Task requirements →
**1)** Answer these questions using the repurchase demands post:
(a) For how long has senior level management been quietly discussing the "problem"?
(b) Which two entities does the post name as the biggest GSE's?
(c) What reasons for repurchase are listed?
**2)** Summarize the repurchase demands post in three sentences.
**3)** Quote the stretch of the repurchase demands post from "It’s the preverbal" through "will go away.".

------ Document section

There has been a lot of quiet talk among senior level management in the past 9 to 18 months about a “problem,” or “situation” that, while it exists and is spreading like a new strain of the flu, nobody really wants to admit to having the problem or really come out and admit it exists. Something you don’t want to admit to because it has the potential to put you out of business or affect the bottom line.
It’s the preverbal “head in the sand” mode coming to the forefront. It’s like family members realizing that Uncle Bob has a drinking problem and nobody really wants to talk about it, hoping it will go away.
There is also an increasing number of so called “experts” out there that think they know the solution and have jumped on the bandwagon in hopes of scoring some quick dollars without really caring what happens to you as an originator.
There are many of them that are long winded and believe that they need to fill your head with statistics and percentages and data that you really don’t care about. What you do care about is how to deal with this “problem.”
So what is this unspoken issue that is rearing its ugly head? Repurchase demands, of course. There are lots of stories in the news, on other blogs, in business weeklies that talk about the issue. Fannie, Freddie, Ginnie and the MI companies are all seeking ways to recover from the devastating effect of huge loan losses due to high foreclosures occurring across the nation today. The two biggest GSE’s, namely Fannie and Freddie, are revisiting all of these bad loans on the books and are attempting to unload them due to the enormous pressure they are receiving from a Congress who is biting at their heels daily and just waiting and wanting to be rid of the financial burden they are costing the American taxpayer.
And so starts the eventual roll downhill. Fannie, Freddie, Ginnie and the MI companies, all experiencing record losses over the last few years, are pushing billions upon billions of dollars in bad loans back to their primary customers, namely the eight or nine big banks/lenders in America, B of A, Wells, Chase, Citi, Flagstar, etc. to try to plug the leak in the dam from these losses. And what are these big boys doing? Yep, you guessed it, they in turn are going back to the point of those who are still in business today and are trying to get you to buyback these loans.
Their reasons? They are many, purported appraisal issues, or occupancy, or undisclosed debts, or, surprisingly, stated income, even though the product was there.
They are making outrageous claims for repurchase. They are pretty much pushing back anything and everything they can in the hopes that if they throw it against the wall that some of them might actually stick. You have to remember that the people they have reviewing these loans and pushing them back are more often than not merely inexperienced, barely trained contracted underwriters who lack the experience in our industry to know what they are looking at and whether or not there is a legitimate claim for repurchase.

------------
------ Recorded data

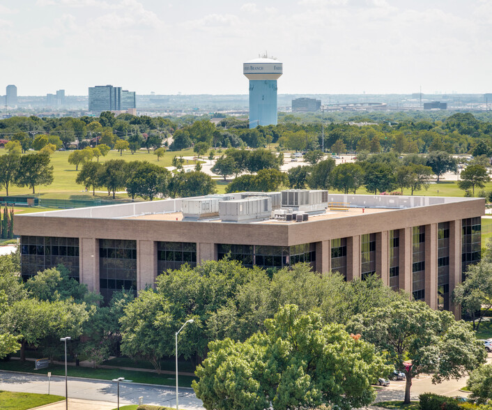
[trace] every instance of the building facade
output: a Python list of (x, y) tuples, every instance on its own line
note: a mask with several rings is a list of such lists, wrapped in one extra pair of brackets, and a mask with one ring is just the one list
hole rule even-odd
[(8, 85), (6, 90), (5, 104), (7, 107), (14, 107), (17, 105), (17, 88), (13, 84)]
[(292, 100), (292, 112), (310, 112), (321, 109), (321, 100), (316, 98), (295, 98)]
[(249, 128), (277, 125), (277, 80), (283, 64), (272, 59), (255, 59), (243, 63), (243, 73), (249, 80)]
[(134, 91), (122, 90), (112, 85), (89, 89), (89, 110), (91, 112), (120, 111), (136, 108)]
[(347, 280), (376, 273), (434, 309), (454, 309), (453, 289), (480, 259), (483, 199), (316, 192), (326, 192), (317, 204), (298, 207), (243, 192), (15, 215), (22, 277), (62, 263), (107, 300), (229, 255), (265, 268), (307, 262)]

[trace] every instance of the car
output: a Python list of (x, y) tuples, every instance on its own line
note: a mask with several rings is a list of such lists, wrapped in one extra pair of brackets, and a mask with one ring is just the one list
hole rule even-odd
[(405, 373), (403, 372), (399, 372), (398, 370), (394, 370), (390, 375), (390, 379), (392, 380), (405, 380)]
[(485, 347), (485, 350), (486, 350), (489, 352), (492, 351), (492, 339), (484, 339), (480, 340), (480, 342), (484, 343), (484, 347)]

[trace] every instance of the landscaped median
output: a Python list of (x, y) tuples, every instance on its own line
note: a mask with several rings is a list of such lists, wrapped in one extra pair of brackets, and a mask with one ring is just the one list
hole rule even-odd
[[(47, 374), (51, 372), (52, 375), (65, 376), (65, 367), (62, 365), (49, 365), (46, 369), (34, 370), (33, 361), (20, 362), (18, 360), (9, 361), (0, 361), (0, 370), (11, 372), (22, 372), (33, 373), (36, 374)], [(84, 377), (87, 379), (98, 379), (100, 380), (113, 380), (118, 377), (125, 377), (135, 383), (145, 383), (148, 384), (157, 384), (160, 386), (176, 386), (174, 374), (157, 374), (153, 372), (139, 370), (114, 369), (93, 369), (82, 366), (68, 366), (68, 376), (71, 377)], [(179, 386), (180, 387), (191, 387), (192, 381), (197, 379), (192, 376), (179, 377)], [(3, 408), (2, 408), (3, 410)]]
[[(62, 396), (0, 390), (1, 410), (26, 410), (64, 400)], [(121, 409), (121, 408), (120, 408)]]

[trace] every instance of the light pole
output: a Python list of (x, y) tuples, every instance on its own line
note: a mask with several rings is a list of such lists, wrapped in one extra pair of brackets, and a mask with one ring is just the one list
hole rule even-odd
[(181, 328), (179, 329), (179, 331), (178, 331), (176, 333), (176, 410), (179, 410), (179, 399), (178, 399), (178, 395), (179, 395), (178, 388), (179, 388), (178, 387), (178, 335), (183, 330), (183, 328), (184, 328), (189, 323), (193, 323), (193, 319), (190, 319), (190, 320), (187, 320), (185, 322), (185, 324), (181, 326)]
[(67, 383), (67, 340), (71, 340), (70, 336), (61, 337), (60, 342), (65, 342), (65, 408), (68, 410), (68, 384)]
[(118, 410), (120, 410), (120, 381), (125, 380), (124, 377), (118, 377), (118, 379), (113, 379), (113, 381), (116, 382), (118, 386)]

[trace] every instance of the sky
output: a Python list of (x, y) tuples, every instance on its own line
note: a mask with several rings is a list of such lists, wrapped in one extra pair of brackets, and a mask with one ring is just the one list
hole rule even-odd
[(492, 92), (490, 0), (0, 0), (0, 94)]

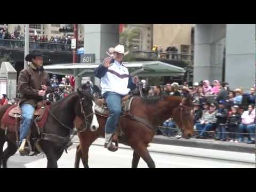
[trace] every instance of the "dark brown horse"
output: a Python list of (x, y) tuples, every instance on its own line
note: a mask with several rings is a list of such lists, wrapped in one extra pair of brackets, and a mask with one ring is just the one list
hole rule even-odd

------------

Task results →
**1)**
(a) For the past 9 to 18 months.
(b) Fannie and Freddie.
(c) Purported appraisal issues, occupancy, undisclosed debts and stated income.

**2)** Senior management has been quietly talking about repurchase demands, a spreading problem that few want to openly admit exists. After record losses tied to high foreclosures, Fannie, Freddie, Ginnie and the MI companies are pushing billions of dollars in bad loans back to the big banks and lenders, with Fannie and Freddie under heavy pressure from Congress. Those lenders are in turn asking originators still in business to buy the loans back, often on outrageous claims reviewed by inexperienced, barely trained contracted underwriters.

**3)**
It’s the preverbal “head in the sand” mode coming to the forefront. It’s like family members realizing that Uncle Bob has a drinking problem and nobody really wants to talk about it, hoping it will go away.